EXTRACT TO READ:
I have a need for speed
This is what John Boyd noticed in a completely different setting to business. John was a United States Air Force Colonel, fighter pilot in the Korean War and Commander during the Vietnam War. His key insight was that the ability to rapidly and accurately acquire and act on information is a source of competitive advantage. He gave us the OODA loop, a high level abstraction on how to do this systematically. It’s proven its effectiveness and universality, employed by fighter pilots, emergency response drivers, litigators and more.
OODA stands for Observe, Orientate, Decide, and Act. We’ve already touched on all the components of the approach: information; modeling; control; prediction; and feedback. At the heart of the approach is a model which drives decision making, and predictions over what is going to happen. Feedback is used to constantly update the model and improve how well it reflects the thing you’re trying to control.
Driving is something most of us can relate to and demonstrates OODA at work. You constantly scan the environment taking in information. Plan ahead based on where you want to go and any hazards you need to negotiate. Replan as things unfold in real time. Predict what other cars, bikes and pedestrians are going to do. Good drivers drive systematically. Emergency drivers learn the system of car control which is an OODA loop, enabling them to drive faster and safer.

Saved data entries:
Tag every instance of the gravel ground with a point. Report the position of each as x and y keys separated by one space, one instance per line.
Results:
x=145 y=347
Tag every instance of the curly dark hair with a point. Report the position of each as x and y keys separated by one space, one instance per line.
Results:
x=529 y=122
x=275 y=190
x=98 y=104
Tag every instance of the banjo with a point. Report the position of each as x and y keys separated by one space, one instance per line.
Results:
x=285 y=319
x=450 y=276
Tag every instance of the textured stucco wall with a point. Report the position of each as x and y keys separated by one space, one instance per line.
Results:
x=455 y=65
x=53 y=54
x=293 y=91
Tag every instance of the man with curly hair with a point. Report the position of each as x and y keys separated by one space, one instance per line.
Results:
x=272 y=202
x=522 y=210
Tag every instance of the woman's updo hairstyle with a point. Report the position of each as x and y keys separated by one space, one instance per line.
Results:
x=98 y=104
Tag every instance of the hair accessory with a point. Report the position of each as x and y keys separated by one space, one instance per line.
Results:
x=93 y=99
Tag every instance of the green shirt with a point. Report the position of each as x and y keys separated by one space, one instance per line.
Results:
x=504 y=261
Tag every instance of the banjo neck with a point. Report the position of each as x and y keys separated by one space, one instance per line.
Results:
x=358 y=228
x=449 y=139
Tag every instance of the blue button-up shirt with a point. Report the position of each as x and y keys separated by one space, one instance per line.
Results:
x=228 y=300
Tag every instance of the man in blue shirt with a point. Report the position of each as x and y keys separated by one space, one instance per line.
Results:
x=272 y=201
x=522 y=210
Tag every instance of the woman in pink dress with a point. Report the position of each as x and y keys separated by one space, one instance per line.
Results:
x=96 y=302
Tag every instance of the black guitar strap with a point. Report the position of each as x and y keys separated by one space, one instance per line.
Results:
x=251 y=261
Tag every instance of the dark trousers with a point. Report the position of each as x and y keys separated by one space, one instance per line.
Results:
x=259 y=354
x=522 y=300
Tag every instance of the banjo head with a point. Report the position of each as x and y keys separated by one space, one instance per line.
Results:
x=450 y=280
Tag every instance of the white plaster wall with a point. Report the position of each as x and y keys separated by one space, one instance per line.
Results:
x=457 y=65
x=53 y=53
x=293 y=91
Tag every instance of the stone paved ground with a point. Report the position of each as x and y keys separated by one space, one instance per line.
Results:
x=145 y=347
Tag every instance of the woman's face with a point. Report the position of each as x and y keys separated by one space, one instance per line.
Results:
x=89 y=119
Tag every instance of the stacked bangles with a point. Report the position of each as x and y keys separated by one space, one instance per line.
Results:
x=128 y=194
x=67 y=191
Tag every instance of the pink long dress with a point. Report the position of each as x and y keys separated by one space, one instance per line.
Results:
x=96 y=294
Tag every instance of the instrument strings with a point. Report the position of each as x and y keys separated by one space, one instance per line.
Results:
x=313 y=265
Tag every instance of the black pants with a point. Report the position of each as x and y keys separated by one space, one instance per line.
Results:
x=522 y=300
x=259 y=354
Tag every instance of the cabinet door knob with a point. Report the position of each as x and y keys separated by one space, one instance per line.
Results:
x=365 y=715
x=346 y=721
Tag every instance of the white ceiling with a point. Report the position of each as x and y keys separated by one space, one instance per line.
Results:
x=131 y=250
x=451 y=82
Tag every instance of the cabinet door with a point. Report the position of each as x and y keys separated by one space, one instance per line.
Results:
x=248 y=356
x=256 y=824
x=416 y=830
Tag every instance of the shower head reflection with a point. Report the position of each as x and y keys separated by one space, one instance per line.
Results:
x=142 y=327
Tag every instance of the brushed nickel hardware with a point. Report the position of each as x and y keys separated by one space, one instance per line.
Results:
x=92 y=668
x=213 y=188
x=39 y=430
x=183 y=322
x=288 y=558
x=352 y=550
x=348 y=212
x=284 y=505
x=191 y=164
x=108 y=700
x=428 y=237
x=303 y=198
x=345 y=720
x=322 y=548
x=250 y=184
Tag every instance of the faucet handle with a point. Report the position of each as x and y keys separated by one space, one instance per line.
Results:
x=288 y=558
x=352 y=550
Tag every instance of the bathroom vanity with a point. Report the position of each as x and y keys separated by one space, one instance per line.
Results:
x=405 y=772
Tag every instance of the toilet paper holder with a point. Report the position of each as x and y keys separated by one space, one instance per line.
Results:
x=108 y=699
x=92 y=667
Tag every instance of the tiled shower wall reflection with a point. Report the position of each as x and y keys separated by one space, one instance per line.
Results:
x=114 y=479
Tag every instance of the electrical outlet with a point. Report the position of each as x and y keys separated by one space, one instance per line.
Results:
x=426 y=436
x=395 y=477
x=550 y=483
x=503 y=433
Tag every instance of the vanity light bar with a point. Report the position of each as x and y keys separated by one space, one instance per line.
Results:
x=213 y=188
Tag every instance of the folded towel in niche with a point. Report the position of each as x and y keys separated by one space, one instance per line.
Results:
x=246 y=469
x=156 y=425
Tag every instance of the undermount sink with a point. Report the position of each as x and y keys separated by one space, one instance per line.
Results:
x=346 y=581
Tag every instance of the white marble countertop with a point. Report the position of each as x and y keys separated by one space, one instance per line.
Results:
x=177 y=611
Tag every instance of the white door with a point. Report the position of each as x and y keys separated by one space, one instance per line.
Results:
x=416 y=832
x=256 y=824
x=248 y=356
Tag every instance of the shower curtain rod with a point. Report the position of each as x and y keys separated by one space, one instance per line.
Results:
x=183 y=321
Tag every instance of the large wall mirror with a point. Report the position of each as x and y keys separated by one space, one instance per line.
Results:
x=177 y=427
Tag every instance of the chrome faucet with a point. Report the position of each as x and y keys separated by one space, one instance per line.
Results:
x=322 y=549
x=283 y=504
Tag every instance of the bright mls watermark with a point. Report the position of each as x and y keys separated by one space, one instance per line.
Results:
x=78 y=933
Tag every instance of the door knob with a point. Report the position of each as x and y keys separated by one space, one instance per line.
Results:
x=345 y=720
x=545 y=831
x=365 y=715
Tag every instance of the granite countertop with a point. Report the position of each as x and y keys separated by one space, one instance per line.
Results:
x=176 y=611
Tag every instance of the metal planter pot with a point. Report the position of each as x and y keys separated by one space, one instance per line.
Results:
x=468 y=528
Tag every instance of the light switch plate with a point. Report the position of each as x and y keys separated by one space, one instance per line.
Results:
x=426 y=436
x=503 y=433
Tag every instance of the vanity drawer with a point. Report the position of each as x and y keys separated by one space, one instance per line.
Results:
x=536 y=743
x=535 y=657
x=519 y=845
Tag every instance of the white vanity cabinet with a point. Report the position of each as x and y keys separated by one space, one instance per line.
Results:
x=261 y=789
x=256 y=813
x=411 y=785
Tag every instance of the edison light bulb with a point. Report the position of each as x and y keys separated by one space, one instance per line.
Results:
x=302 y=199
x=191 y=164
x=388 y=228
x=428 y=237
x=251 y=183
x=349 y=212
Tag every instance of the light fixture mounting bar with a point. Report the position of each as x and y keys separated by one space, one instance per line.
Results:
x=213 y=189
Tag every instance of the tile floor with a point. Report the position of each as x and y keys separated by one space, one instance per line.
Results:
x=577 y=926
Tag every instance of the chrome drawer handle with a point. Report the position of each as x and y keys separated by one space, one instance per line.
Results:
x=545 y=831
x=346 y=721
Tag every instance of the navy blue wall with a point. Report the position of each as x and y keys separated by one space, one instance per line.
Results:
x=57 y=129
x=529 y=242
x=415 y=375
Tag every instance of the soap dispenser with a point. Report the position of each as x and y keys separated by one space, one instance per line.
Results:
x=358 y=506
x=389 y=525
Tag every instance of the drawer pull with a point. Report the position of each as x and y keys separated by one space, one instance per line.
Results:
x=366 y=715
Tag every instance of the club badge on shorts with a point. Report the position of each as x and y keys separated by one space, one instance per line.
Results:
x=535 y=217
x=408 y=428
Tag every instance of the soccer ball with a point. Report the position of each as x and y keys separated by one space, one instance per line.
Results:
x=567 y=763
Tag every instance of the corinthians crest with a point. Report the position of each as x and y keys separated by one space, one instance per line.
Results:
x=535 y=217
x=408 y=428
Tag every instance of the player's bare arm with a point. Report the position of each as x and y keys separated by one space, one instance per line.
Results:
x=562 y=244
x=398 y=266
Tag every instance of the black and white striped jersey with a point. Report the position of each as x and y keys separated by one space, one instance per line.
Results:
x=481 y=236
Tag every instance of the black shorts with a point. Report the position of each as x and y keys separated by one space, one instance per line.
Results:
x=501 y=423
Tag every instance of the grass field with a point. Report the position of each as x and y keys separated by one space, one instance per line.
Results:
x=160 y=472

WHAT YOU WILL DO:
1. Duplicate the part of the OODA loop passage starting at "I have a need" and ending at "litigators and more.".
2. In the OODA loop passage, why do emergency drivers learn the system of car control? Answer in one to three sentences.
3. Take the OODA loop passage further from where it stops.

RESPONSES IN ORDER:
1.
I have a need for speed
This is what John Boyd noticed in a completely different setting to business. John was a United States Air Force Colonel, fighter pilot in the Korean War and Commander during the Vietnam War. His key insight was that the ability to rapidly and accurately acquire and act on information is a source of competitive advantage. He gave us the OODA loop, a high level abstraction on how to do this systematically. It’s proven its effectiveness and universality, employed by fighter pilots, emergency response drivers, litigators and more.

2. The system of car control is an OODA loop. Learning it enables emergency drivers to drive faster and safer.

3.
Similarly, intelligent businesses operate systematically. Particularly in how they conduct customer discovery, build new features, and acquire and grow customers. Systematisation isn’t bureaucratic or rigid. Done right, it speeds up decision making and adaptation rather than slowing it down.
Strategy as the key differentiator
Finally, the picture wouldn’t be complete without addressing strategy. Sound strategy provides direction and intentionality to the models you build and the decisions you make. Humans are good at modeling, calculating, and drawing logical conclusions from a body of evidence. But our species is strategically inept. We slowly poison and destroy the environments we live in, we proliferate weapons that could lead to our extinction, and are brought to a standstill by a virus with a miniscule fraction of our complexity. If strategic incompetence is the norm, it becomes the greatest differentiator between intelligent and stupid businesses.
There are no playbooks for good strategy, but follow great strategists like Hamilton Helmer, Michael Porter, Richard Rumelt, Hiroyuki Itami, and common principles quickly emerge. Power. Fit. Information. Speed. Intelligent businesses make decisions that generate power over time. They stay focused and maintain fit by matching internal capabilities to external demands. They over-extend just enough to keep learning. And they are able to change at least as fast as the external environment.
I’ll end with how David Krakaeur, President of the Santa Fe Institute frames intelligence. Simply, it’s making a hard problem into an easy one. It has three dimensions to it which effectively captures the topics I’ve covered above:
Representation i.e. a model/encoding of the environment
Inference i.e. the ability to operate/compute.
Strategy i.e. using representations and inference to drive action with respect to some objective.